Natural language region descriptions
☆ ☆ ☆
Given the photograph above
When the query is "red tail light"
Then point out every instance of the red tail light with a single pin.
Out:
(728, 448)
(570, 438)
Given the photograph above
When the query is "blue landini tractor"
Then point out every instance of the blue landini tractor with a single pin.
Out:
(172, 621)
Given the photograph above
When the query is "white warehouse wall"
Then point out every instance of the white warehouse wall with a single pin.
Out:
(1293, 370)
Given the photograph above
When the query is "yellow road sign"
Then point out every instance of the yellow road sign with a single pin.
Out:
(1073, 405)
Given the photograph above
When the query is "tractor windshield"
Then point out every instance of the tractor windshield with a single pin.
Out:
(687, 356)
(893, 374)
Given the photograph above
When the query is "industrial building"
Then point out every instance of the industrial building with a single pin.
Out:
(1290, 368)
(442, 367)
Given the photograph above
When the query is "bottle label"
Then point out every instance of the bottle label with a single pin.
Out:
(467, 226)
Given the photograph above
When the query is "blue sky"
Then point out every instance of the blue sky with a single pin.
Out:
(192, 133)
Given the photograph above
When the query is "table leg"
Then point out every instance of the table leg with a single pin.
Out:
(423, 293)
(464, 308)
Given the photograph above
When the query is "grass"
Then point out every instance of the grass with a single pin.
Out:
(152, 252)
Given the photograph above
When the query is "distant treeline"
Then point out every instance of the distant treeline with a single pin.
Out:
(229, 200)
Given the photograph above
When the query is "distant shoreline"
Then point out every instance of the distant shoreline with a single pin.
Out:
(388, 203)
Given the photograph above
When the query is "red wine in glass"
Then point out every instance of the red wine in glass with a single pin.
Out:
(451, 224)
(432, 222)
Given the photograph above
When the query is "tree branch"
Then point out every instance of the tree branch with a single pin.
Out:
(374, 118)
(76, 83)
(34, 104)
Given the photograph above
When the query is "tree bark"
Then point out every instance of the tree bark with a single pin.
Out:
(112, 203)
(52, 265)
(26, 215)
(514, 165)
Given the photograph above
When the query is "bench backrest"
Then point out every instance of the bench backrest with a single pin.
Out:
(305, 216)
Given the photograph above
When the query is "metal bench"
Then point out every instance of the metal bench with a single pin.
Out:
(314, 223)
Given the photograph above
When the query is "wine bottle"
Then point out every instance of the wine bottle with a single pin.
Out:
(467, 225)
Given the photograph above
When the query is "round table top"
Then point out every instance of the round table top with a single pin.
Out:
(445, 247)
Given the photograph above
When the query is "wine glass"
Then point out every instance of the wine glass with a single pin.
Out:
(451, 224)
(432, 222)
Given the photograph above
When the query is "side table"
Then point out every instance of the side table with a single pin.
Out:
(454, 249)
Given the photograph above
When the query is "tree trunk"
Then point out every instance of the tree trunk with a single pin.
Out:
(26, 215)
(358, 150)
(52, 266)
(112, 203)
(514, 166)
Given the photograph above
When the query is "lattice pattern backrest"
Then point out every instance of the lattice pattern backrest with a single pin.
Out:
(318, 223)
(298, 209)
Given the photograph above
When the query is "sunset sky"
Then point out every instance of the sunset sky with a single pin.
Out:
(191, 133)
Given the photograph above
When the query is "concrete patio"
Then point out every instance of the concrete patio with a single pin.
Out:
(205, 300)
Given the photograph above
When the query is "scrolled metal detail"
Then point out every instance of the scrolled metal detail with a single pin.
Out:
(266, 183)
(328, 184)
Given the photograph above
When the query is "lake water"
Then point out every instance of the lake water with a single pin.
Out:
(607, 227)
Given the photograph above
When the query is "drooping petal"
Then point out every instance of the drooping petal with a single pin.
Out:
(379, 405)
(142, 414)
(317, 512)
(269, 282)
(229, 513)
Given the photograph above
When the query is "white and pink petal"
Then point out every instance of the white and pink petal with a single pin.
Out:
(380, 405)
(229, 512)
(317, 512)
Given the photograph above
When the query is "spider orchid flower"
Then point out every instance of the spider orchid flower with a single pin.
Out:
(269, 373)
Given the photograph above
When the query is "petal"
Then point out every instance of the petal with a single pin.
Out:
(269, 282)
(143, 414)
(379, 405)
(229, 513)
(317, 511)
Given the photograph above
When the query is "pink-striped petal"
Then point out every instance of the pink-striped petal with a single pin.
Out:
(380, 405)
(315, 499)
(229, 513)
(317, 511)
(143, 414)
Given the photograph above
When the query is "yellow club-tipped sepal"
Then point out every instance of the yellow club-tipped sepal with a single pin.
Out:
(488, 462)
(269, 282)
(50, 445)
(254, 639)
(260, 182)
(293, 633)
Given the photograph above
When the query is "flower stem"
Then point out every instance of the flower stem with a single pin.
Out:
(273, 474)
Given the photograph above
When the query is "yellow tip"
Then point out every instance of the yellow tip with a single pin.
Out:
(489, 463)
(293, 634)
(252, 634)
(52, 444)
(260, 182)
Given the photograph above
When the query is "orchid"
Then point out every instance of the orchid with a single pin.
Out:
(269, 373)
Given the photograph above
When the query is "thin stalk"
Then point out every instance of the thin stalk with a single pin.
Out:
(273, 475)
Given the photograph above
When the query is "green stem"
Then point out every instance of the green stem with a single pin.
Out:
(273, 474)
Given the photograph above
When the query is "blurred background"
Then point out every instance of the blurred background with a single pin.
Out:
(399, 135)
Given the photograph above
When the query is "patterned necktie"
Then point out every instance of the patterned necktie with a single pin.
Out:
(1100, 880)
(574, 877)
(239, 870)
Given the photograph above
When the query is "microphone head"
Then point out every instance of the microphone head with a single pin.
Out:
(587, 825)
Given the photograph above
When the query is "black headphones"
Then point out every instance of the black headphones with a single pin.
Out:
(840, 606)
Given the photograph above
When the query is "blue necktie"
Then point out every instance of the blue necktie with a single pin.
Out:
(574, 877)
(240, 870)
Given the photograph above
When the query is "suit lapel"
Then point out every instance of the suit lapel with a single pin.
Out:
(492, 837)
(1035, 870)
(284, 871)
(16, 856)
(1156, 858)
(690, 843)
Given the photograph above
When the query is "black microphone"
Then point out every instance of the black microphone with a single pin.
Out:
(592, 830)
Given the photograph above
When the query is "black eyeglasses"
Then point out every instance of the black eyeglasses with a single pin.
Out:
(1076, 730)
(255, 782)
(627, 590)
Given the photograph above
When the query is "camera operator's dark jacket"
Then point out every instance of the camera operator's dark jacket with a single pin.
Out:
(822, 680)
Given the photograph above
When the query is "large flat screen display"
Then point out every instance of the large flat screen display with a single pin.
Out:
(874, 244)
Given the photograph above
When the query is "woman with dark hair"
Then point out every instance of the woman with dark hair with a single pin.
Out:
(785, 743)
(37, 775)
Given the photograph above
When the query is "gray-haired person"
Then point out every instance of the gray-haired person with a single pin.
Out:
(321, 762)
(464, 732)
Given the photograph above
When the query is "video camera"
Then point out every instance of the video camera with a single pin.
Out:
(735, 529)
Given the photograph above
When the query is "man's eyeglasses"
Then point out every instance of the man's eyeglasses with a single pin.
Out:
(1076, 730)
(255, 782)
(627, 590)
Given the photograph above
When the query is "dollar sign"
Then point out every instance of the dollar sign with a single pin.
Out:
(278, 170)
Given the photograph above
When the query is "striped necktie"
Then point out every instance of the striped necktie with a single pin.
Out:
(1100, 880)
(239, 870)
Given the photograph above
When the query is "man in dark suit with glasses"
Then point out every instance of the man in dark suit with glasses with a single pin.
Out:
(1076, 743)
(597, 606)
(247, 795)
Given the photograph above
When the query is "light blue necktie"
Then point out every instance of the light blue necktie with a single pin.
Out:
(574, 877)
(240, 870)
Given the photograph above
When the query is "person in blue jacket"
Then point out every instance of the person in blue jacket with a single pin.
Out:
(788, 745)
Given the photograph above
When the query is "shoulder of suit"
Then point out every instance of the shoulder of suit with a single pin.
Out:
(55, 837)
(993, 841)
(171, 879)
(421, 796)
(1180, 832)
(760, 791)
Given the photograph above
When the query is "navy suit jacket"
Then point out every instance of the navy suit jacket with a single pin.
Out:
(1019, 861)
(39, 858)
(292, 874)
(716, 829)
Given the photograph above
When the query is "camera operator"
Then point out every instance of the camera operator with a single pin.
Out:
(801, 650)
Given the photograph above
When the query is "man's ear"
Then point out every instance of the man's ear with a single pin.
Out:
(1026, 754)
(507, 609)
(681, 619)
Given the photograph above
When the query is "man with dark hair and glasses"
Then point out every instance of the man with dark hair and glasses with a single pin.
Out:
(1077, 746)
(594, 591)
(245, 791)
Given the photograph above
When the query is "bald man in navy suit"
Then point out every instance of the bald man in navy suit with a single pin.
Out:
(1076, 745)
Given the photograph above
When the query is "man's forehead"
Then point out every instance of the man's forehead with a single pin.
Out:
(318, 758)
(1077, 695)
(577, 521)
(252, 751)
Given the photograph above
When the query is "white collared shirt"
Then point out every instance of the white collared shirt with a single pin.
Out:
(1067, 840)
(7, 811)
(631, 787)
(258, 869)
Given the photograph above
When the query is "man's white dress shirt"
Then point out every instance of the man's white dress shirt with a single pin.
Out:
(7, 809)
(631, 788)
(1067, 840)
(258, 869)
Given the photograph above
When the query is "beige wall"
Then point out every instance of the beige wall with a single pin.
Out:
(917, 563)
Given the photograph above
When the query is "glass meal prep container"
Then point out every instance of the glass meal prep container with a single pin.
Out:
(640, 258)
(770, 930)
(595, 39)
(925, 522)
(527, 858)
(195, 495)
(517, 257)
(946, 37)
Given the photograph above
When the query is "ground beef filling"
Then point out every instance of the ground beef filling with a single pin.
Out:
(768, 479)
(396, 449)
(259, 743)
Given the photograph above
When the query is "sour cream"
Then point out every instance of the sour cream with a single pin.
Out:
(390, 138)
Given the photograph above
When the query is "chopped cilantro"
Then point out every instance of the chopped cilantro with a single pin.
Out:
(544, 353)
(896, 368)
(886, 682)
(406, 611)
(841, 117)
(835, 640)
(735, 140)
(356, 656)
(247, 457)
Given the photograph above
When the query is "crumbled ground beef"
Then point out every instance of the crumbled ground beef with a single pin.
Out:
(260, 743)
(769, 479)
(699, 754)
☆ ☆ ☆
» **WHAT THE TASK REQUIRES**
Only one stretch of the entries above is wanted: the lines from the one containing "Then point out every instance of the bald" through the one containing "Then point out every instance of the man's white". Please reproduce it exactly.

» **RESPONSE TO THIS TASK**
Then point out every instance of the bald man in navy suit with a single pin.
Out:
(1076, 745)
Given the photograph above
When the query is "man's forehead"
Then point out every instance of the man's forehead with a single pin.
Out:
(318, 758)
(1077, 695)
(577, 521)
(252, 751)
Given the photograph above
When the query is "white collared shirt"
Then point out every instance of the white collared shirt with a single pin.
Out:
(1067, 840)
(7, 811)
(631, 787)
(258, 869)
Given the photograph above
When the query is "man's white dress shirt"
Then point out every instance of the man's white dress shirt with a single pin.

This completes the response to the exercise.